## PROBLEM DESCRIPTION
Copy out the entries from the line containing "Locate the man's dark" through the last entry, inclusive. Keep the requests unchanged, and multiply every box coordinate in the answers by 2.15, rounding to whole numbers with halves rounded up.
— start of DATA EXCERPTS —
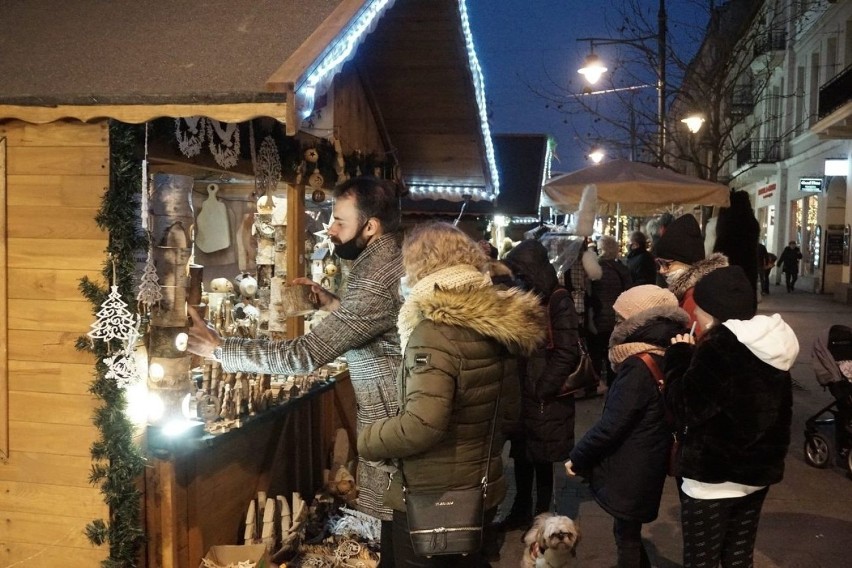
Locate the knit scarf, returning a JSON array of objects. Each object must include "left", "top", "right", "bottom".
[
  {"left": 609, "top": 341, "right": 666, "bottom": 371},
  {"left": 396, "top": 264, "right": 491, "bottom": 353}
]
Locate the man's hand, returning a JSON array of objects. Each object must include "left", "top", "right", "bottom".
[
  {"left": 672, "top": 333, "right": 695, "bottom": 345},
  {"left": 292, "top": 276, "right": 340, "bottom": 312},
  {"left": 565, "top": 460, "right": 577, "bottom": 477},
  {"left": 186, "top": 305, "right": 222, "bottom": 359}
]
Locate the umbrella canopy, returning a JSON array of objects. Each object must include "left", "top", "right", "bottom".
[{"left": 542, "top": 160, "right": 731, "bottom": 215}]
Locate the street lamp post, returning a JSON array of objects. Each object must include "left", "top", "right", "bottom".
[{"left": 577, "top": 0, "right": 667, "bottom": 165}]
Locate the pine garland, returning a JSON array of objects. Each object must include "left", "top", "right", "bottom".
[{"left": 77, "top": 121, "right": 147, "bottom": 568}]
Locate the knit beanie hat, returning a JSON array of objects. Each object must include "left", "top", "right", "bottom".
[
  {"left": 654, "top": 214, "right": 704, "bottom": 264},
  {"left": 692, "top": 265, "right": 757, "bottom": 322},
  {"left": 612, "top": 284, "right": 677, "bottom": 319}
]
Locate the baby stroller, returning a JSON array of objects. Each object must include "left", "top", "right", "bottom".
[{"left": 805, "top": 325, "right": 852, "bottom": 476}]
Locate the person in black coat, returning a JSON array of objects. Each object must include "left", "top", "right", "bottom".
[
  {"left": 778, "top": 241, "right": 802, "bottom": 292},
  {"left": 587, "top": 235, "right": 632, "bottom": 386},
  {"left": 565, "top": 284, "right": 689, "bottom": 567},
  {"left": 664, "top": 266, "right": 799, "bottom": 568},
  {"left": 627, "top": 231, "right": 657, "bottom": 286},
  {"left": 503, "top": 240, "right": 580, "bottom": 530}
]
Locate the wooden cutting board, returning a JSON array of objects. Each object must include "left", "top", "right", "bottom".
[{"left": 195, "top": 183, "right": 231, "bottom": 253}]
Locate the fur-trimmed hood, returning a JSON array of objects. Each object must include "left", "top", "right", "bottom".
[
  {"left": 609, "top": 306, "right": 689, "bottom": 348},
  {"left": 669, "top": 252, "right": 728, "bottom": 301},
  {"left": 406, "top": 286, "right": 547, "bottom": 355}
]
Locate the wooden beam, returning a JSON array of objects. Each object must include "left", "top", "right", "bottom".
[
  {"left": 266, "top": 0, "right": 364, "bottom": 93},
  {"left": 0, "top": 104, "right": 289, "bottom": 124}
]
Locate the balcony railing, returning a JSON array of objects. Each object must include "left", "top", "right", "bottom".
[
  {"left": 819, "top": 65, "right": 852, "bottom": 118},
  {"left": 754, "top": 30, "right": 787, "bottom": 57},
  {"left": 731, "top": 85, "right": 754, "bottom": 117},
  {"left": 737, "top": 138, "right": 781, "bottom": 168}
]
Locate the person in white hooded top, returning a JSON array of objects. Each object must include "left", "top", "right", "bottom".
[{"left": 664, "top": 266, "right": 799, "bottom": 568}]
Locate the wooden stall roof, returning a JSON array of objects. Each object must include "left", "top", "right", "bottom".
[{"left": 0, "top": 0, "right": 493, "bottom": 193}]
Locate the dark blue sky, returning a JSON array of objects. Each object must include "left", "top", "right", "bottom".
[{"left": 467, "top": 0, "right": 722, "bottom": 171}]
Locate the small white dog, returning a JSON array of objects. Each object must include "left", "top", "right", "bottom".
[{"left": 521, "top": 513, "right": 580, "bottom": 568}]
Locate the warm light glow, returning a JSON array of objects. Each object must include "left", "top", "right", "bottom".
[
  {"left": 680, "top": 114, "right": 704, "bottom": 134},
  {"left": 577, "top": 53, "right": 607, "bottom": 85},
  {"left": 162, "top": 420, "right": 200, "bottom": 438},
  {"left": 408, "top": 184, "right": 495, "bottom": 201},
  {"left": 125, "top": 381, "right": 148, "bottom": 426},
  {"left": 296, "top": 0, "right": 500, "bottom": 197}
]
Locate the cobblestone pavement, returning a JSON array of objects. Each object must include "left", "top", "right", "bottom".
[{"left": 492, "top": 286, "right": 852, "bottom": 568}]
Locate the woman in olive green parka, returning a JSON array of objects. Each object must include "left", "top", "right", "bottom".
[{"left": 358, "top": 223, "right": 546, "bottom": 567}]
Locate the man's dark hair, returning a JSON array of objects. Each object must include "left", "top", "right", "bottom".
[
  {"left": 630, "top": 231, "right": 648, "bottom": 250},
  {"left": 334, "top": 176, "right": 401, "bottom": 233}
]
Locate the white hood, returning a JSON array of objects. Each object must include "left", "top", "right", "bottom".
[{"left": 722, "top": 314, "right": 799, "bottom": 371}]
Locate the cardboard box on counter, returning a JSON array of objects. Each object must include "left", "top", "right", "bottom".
[{"left": 199, "top": 544, "right": 272, "bottom": 568}]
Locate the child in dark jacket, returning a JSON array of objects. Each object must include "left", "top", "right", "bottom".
[
  {"left": 565, "top": 284, "right": 689, "bottom": 568},
  {"left": 664, "top": 266, "right": 799, "bottom": 568}
]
— end of DATA EXCERPTS —
## SOLUTION FOR THIS EXERCISE
Locate the man's dark hair, returning a JSON array of objects. Each object must include "left", "top", "right", "bottom".
[
  {"left": 1355, "top": 497, "right": 1393, "bottom": 538},
  {"left": 718, "top": 378, "right": 862, "bottom": 501}
]
Locate the white hood, returning a JSON array of objects. Each object must include "left", "top", "right", "bottom".
[{"left": 1552, "top": 675, "right": 1718, "bottom": 798}]
Locate the cardboard box on counter, returning a JSON array of objects. Each object must include "left", "top", "right", "bottom".
[{"left": 428, "top": 1170, "right": 585, "bottom": 1221}]
Locate the child in dark jacket, returning a JSON array of objects. Each object must include "left", "top", "right", "bottom".
[
  {"left": 1215, "top": 611, "right": 1481, "bottom": 1221},
  {"left": 1428, "top": 572, "right": 1718, "bottom": 1221}
]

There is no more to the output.